* **Provided records**:
=======

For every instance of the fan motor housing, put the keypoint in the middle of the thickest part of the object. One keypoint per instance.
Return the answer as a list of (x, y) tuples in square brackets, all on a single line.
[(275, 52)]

=======

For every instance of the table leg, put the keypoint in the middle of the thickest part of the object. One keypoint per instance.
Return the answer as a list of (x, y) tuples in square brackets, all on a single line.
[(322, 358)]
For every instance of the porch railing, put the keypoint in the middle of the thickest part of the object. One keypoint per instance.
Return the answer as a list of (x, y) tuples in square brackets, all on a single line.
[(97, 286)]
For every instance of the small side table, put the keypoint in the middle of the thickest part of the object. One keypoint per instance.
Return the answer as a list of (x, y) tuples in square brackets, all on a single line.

=======

* **Problem description**: Render the material from the line with "For every instance of the fan" up to and including the line with "[(275, 52)]" as a two-column CSV headed "instruction" and "answer", with one row per item. Put each field in double quotes and replace any line breaks inside a field with spaces.

* **Response to this exercise**:
instruction,answer
"For every instance of the fan motor housing, put the keypoint in the middle of the thickest part of the object. One keypoint per instance. Return the answer as a list of (x, y) tuples in square brackets, all on a single line.","[(275, 52)]"